Your task: Set down all of the records below exactly, please, omitting the images.

Data for the task:
........
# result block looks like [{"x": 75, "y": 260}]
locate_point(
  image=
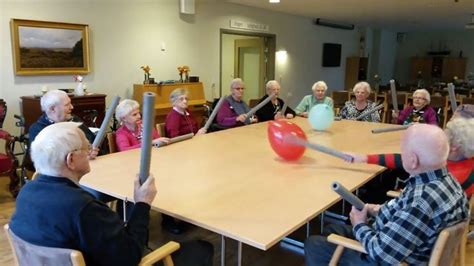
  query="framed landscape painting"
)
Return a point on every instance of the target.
[{"x": 45, "y": 48}]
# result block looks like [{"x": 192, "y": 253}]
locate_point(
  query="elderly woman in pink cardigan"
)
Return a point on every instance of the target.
[
  {"x": 129, "y": 135},
  {"x": 419, "y": 112}
]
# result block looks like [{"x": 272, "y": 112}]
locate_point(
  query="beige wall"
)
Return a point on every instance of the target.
[{"x": 127, "y": 34}]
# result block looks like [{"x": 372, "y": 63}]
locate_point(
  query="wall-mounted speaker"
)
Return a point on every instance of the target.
[
  {"x": 186, "y": 6},
  {"x": 333, "y": 24}
]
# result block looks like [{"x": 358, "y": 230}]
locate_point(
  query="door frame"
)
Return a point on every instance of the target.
[{"x": 270, "y": 44}]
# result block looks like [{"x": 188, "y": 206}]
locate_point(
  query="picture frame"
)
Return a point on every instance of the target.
[{"x": 49, "y": 48}]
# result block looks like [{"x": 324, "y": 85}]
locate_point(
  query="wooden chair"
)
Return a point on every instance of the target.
[
  {"x": 253, "y": 102},
  {"x": 447, "y": 245},
  {"x": 111, "y": 142},
  {"x": 402, "y": 99},
  {"x": 339, "y": 98},
  {"x": 25, "y": 253}
]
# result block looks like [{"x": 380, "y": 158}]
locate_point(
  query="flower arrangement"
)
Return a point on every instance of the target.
[
  {"x": 184, "y": 70},
  {"x": 146, "y": 69}
]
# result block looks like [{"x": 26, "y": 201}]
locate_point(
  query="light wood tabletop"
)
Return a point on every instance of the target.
[{"x": 232, "y": 183}]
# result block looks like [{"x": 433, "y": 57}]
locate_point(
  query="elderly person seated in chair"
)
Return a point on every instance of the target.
[
  {"x": 419, "y": 112},
  {"x": 180, "y": 120},
  {"x": 461, "y": 154},
  {"x": 56, "y": 106},
  {"x": 352, "y": 109},
  {"x": 129, "y": 135},
  {"x": 233, "y": 112},
  {"x": 405, "y": 228},
  {"x": 309, "y": 101},
  {"x": 54, "y": 211},
  {"x": 272, "y": 110}
]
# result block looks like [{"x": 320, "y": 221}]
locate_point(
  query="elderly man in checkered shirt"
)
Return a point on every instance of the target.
[{"x": 406, "y": 228}]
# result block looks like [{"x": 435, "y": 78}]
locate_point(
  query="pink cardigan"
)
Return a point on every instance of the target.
[{"x": 125, "y": 140}]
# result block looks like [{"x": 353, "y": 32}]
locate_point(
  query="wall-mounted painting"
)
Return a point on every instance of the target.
[{"x": 47, "y": 48}]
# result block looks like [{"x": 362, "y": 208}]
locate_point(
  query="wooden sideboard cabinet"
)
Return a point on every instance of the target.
[
  {"x": 86, "y": 107},
  {"x": 163, "y": 105}
]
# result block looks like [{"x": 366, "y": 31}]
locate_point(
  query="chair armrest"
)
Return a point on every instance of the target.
[
  {"x": 160, "y": 253},
  {"x": 393, "y": 193},
  {"x": 346, "y": 242}
]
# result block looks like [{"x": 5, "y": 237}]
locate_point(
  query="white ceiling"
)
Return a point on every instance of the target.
[{"x": 395, "y": 15}]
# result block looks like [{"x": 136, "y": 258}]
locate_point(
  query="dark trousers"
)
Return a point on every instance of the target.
[
  {"x": 319, "y": 252},
  {"x": 193, "y": 253}
]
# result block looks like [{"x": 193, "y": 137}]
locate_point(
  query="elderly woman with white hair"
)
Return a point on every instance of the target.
[
  {"x": 352, "y": 109},
  {"x": 272, "y": 110},
  {"x": 180, "y": 120},
  {"x": 419, "y": 112},
  {"x": 129, "y": 135},
  {"x": 233, "y": 111},
  {"x": 318, "y": 97}
]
........
Solution to this problem:
# result block looks like [{"x": 75, "y": 260}]
locate_point(
  image=
  query="framed landscape painting"
)
Return a point on every instance of the target.
[{"x": 45, "y": 48}]
# result block looks like [{"x": 192, "y": 253}]
locate_point(
  query="elderly woman in pink cardigan"
)
Return a point on every instance of the target.
[
  {"x": 129, "y": 135},
  {"x": 419, "y": 112}
]
# result block looks like [{"x": 272, "y": 112}]
locate_point(
  query="beige wall"
)
Return a point on every instance of the target.
[{"x": 127, "y": 34}]
# result block looks like [{"x": 372, "y": 63}]
locate_point(
  query="wall-mounted speaker"
)
Return a point on every instance of the target.
[
  {"x": 186, "y": 6},
  {"x": 333, "y": 24}
]
# result block looks like [{"x": 358, "y": 230}]
locate_point(
  query="door frame"
)
Return a point on every instance of the target.
[{"x": 270, "y": 44}]
# result block looks like [{"x": 188, "y": 206}]
locate_point(
  query="picture frame"
)
Return a point on every instance of the target.
[{"x": 49, "y": 48}]
# result block looks like [{"x": 324, "y": 85}]
locate_point(
  query="wooden chair"
)
Return a point on every instance of the target.
[
  {"x": 253, "y": 102},
  {"x": 447, "y": 245},
  {"x": 111, "y": 142},
  {"x": 402, "y": 99},
  {"x": 339, "y": 98},
  {"x": 25, "y": 253}
]
# result block looks like [{"x": 380, "y": 158}]
locate_point(
  query="flower arrangement"
)
Return a point on every instance of the target.
[
  {"x": 184, "y": 70},
  {"x": 146, "y": 69}
]
# result block looks like [{"x": 26, "y": 201}]
locate_point(
  query="light wood tabletop"
)
Return a point on every instance of the target.
[{"x": 232, "y": 183}]
# result block looks like [{"x": 433, "y": 57}]
locate_point(
  query="elderly person seated in chair"
)
Return a point on every instance of the target.
[
  {"x": 419, "y": 112},
  {"x": 180, "y": 120},
  {"x": 461, "y": 154},
  {"x": 56, "y": 106},
  {"x": 352, "y": 109},
  {"x": 129, "y": 135},
  {"x": 233, "y": 112},
  {"x": 405, "y": 228},
  {"x": 309, "y": 101},
  {"x": 54, "y": 211},
  {"x": 272, "y": 110}
]
# result block looks like [{"x": 320, "y": 221}]
locate_point(
  query="elderly man in checkered shirt"
)
Return a point on every instance of the target.
[{"x": 406, "y": 228}]
# result block looks like [{"x": 435, "y": 78}]
locate_point(
  query="pink cardigan"
)
Return a point on every instance of the target.
[{"x": 125, "y": 140}]
# result block looks like [{"x": 353, "y": 32}]
locate_point(
  query="wall-mounted painting"
)
Return a point on every instance of the target.
[{"x": 47, "y": 48}]
# result block looks like [{"x": 362, "y": 208}]
locate_point(
  query="wooden sideboard cabinet"
)
Return a point on every instance of the target.
[
  {"x": 86, "y": 107},
  {"x": 163, "y": 105}
]
# result block looks like [{"x": 366, "y": 31}]
locate_point(
  query="chair armrest"
)
Return a point on every instance of the target.
[
  {"x": 160, "y": 253},
  {"x": 393, "y": 193},
  {"x": 346, "y": 242}
]
# result block looks like [{"x": 5, "y": 237}]
locate_point(
  query="white ceiling"
)
Return a point on every instance of the target.
[{"x": 395, "y": 15}]
# result block looks like [{"x": 136, "y": 258}]
locate_point(
  query="dark trousers"
)
Return a point on every instance of the target.
[
  {"x": 319, "y": 252},
  {"x": 193, "y": 253}
]
# result block looks like [{"x": 193, "y": 137}]
locate_point(
  query="elderly woman with white hair"
)
Return a point on every instance of the target.
[
  {"x": 352, "y": 109},
  {"x": 272, "y": 110},
  {"x": 180, "y": 120},
  {"x": 419, "y": 112},
  {"x": 129, "y": 135},
  {"x": 233, "y": 111},
  {"x": 318, "y": 97}
]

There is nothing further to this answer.